*Your instructions*: Print all entries word for word.

Data extracted from a collection

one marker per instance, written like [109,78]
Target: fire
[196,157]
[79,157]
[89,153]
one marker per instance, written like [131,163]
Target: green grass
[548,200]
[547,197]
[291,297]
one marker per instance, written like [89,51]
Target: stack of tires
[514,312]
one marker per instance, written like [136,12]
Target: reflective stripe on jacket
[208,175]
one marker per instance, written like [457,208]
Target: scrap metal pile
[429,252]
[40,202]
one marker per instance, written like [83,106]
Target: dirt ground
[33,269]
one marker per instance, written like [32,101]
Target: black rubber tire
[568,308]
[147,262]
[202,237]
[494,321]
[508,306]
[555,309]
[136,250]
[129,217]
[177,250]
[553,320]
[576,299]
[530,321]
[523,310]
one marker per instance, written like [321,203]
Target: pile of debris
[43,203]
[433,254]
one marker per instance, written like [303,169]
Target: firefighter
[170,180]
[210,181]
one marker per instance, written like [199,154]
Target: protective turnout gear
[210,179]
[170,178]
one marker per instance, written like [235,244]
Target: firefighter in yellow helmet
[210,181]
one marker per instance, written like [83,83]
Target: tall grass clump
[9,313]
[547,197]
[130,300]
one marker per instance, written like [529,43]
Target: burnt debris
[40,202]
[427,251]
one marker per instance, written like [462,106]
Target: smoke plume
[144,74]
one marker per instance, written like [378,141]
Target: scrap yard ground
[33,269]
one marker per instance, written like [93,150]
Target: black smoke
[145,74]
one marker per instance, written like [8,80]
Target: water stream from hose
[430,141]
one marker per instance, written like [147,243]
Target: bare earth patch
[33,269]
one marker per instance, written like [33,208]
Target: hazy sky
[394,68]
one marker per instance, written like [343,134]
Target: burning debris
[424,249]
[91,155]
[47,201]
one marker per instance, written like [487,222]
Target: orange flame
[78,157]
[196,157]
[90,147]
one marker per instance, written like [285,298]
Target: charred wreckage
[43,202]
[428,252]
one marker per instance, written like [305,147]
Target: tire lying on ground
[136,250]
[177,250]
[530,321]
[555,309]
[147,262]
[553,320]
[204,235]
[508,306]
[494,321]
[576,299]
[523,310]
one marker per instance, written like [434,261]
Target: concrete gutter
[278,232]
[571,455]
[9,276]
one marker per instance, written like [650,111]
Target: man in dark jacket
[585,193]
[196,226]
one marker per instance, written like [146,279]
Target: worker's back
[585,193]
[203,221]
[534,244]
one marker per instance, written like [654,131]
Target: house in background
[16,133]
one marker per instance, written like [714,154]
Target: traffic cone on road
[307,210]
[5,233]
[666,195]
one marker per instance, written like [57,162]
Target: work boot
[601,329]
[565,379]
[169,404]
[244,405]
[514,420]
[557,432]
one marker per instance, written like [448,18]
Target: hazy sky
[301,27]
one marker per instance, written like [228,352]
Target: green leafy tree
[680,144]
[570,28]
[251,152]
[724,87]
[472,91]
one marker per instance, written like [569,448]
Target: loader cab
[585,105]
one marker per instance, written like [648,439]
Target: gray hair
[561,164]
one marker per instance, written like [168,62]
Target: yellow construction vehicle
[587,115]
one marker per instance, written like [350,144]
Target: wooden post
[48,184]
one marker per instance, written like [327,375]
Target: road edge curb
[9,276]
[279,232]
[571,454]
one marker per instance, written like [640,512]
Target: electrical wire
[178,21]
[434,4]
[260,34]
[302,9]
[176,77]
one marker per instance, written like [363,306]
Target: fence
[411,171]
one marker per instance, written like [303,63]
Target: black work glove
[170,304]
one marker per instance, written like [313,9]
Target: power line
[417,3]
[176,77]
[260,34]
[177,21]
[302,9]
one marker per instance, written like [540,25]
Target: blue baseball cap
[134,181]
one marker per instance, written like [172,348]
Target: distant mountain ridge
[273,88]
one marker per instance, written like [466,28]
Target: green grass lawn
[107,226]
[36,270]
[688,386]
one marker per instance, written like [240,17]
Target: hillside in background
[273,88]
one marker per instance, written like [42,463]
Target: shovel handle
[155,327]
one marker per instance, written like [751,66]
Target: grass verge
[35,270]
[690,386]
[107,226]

*Output below*:
one marker per instance, written like [109,78]
Target: fire
[196,157]
[79,157]
[89,153]
one marker per instance, written like [131,163]
Target: green grass
[548,200]
[547,197]
[291,297]
one marker per instance, written like [89,51]
Target: stack of tires
[514,312]
one marker per instance, written like [136,12]
Target: reflective stripe on jacket
[208,175]
one marker per instance, written like [457,208]
Target: scrap metal pile
[429,252]
[40,202]
one marker per instance, written like [83,106]
Target: dirt ground
[33,269]
one marker per instance, written like [32,101]
Target: black rubber tire
[568,308]
[147,262]
[202,237]
[494,321]
[508,306]
[555,309]
[136,250]
[129,217]
[177,250]
[553,320]
[576,299]
[530,321]
[523,310]
one marker per instance, written like [321,203]
Target: pile of debris
[43,203]
[433,254]
one marker per instance, written like [303,169]
Target: firefighter
[170,180]
[210,181]
one marker per instance, written like [199,154]
Target: protective turnout gear
[210,179]
[170,178]
one marker per instance, written like [235,244]
Target: firefighter in yellow helmet
[210,181]
one marker per instance, written like [83,83]
Target: tall grass clump
[9,313]
[547,197]
[130,300]
one marker per instance, written like [529,43]
Target: burnt debris
[40,202]
[427,251]
one marker per instance, written like [462,106]
Target: smoke plume
[144,74]
one marker per instance, written like [378,141]
Target: scrap yard ground
[33,269]
one marker per instance, written like [93,150]
Target: black smoke
[145,74]
one marker per instance, written like [8,80]
Target: water stream from hose
[430,141]
one marker per instance, written like [147,243]
Target: bare earth patch
[33,269]
one marker per instance, written like [33,208]
Target: hazy sky
[394,68]
one marker per instance, written like [343,134]
Target: burning debris
[424,249]
[91,155]
[47,201]
one marker per instance, written like [487,222]
Target: orange flame
[78,157]
[196,157]
[90,147]
one marker per instance, written like [285,298]
Target: charred wreckage
[43,202]
[428,252]
one marker per instance, written like [305,147]
Target: tire lying on ground
[136,250]
[177,250]
[530,321]
[555,309]
[147,262]
[553,320]
[204,235]
[508,306]
[494,321]
[576,299]
[523,310]
one marker per instance, written like [434,261]
Target: concrete gutter
[278,232]
[571,455]
[9,276]
one marker per instance, written like [650,111]
Target: man in dark jacket
[585,193]
[196,226]
one marker per instance, written like [146,279]
Target: worker's back
[585,193]
[203,221]
[534,244]
one marker per instance, written like [654,131]
Target: house in background
[16,133]
one marker per instance, written like [714,154]
Target: traffic cone on road
[307,210]
[5,233]
[666,195]
one marker per instance, written like [57,162]
Target: work boot
[601,329]
[565,379]
[169,404]
[244,405]
[514,420]
[557,432]
one marker per instance, written like [448,18]
Target: hazy sky
[301,27]
one marker per instance, written like [228,352]
Target: green leafy tree
[680,144]
[570,28]
[251,152]
[724,87]
[472,91]
one marker per instance, written like [569,448]
Target: loader cab
[585,105]
one marker per instance, written like [648,439]
Target: gray hair
[561,164]
one marker per instance, written like [168,62]
Target: yellow construction vehicle
[587,115]
one marker per instance, written like [350,144]
Target: wooden post
[48,184]
one marker per instance, written like [327,375]
Target: road edge curb
[9,276]
[279,232]
[571,454]
one marker per instance, written like [640,512]
Target: electrical wire
[178,21]
[434,4]
[260,34]
[302,9]
[176,77]
one marker per instance, written like [363,306]
Target: fence
[411,171]
one marker per instance, written like [303,63]
Target: black work glove
[170,304]
one marker per instance, written like [313,9]
Target: power line
[417,3]
[176,77]
[260,34]
[177,21]
[302,9]
one marker per instance, written like [540,25]
Target: blue baseball cap
[134,181]
one marker per instance, written like [172,348]
Target: distant mountain ridge
[273,88]
one marker per instance, written like [466,28]
Target: green grass lawn
[107,226]
[36,270]
[688,386]
one marker per instance, written like [240,17]
Target: hillside in background
[273,88]
one marker per instance, written like [42,463]
Target: shovel handle
[155,327]
one marker per instance, written like [751,66]
Target: grass verge
[35,270]
[690,386]
[107,226]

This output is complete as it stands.